Blocco di testo:

Il podcast-reportage sulle tracce di Matteo Messina Denaro

Da tempo alcuni sostengono che il futuro del reportage è nei podcast: una dimensione che può essere inizialmente complicato immaginare, perché tutta la parte suggestiva di immagini dei video o delle foto deve essere sostituita dai suoni. Io almeno facevo fatica ad immaginarlo, finché non ho ascoltato L’Isola di Matteo – In Sicilia Nei Luoghi di Matteo Messina Denaro, il nuovo podcast di Matteo Caccia, prodotto Luca Micheli e uscito con Audible, in cui i due affrontano un viaggio nella Sicilia Occidentale, per esplorare il sottobosco di relazioni, controllo del territorio, e storie che compongono la storia del mafioso e latitante italiano più famoso.

Estratto dei dati:
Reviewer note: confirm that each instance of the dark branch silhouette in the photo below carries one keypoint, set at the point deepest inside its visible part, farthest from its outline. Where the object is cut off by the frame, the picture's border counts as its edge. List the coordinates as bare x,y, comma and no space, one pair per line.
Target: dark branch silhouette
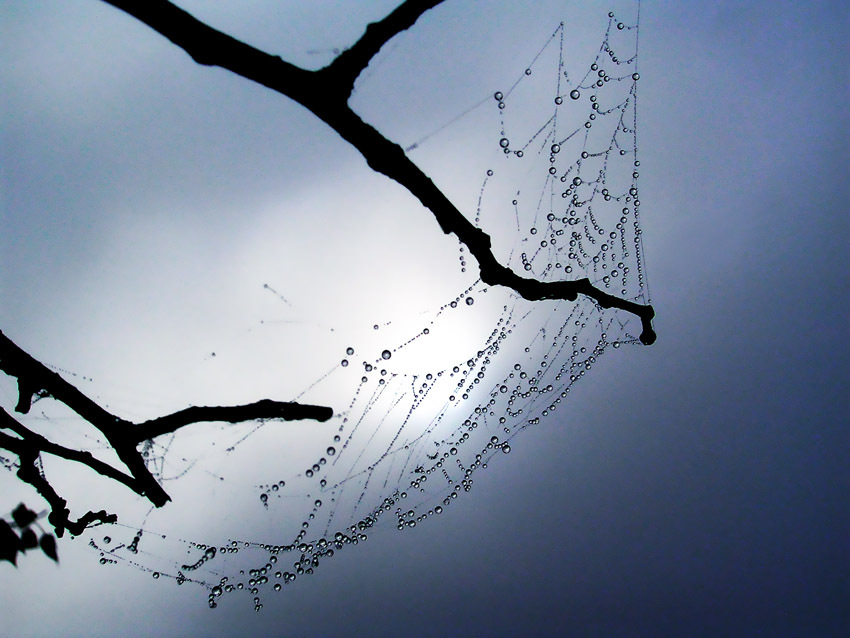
325,93
36,379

Esercizi:
**A)** Traduci in inglese questa frase del testo sul podcast dedicato a Matteo Messina Denaro: «Da tempo alcuni sostengono che il futuro del reportage è nei podcast: una dimensione che può essere inizialmente complicato immaginare, perché tutta la parte suggestiva di immagini dei video o delle foto deve essere sostituita dai suoni.»
**B)** Riprendi il testo sul podcast dedicato a Matteo Messina Denaro e portalo avanti a partire dall'ultima frase.
Il materiale non ha nessun legame con il testo.

Le risposte:
**A)** For some time now, some people have argued that the future of reportage lies in podcasts: a dimension that can be hard to picture at first, because the whole evocative side of the images in videos or photos has to be replaced by sounds.

**B)**
A guidarli c’è Giacomo Di Girolamo – giornalista, scrittore e autore de L’Invisibile, un libro che racconta la vita e la figura di Messina Denaro – che da una vita si occupa di raccontare la mafia (con il suo programma quotidiano alla radio di Marsala e il portale di informazione TP24 ,che ha fondato e che dirige tuttora) e i suoi legami con il territorio di Marsala. Le 10 puntate che compongono il podcast rappresentano un’esperienza molto peculiare rispetto alla maggior parte dei contenuti di questo genere a cui siamo abituati. Perché la struttura del reportage smaltisce molta della retorica che solitamente glassa i racconti sulla mafia, e restituisce un viaggio reale e coinvolgente, fatto di digressioni e sterzate estemporanee.

Come è nata l’idea di realizzare questo progetto nella forma reportage?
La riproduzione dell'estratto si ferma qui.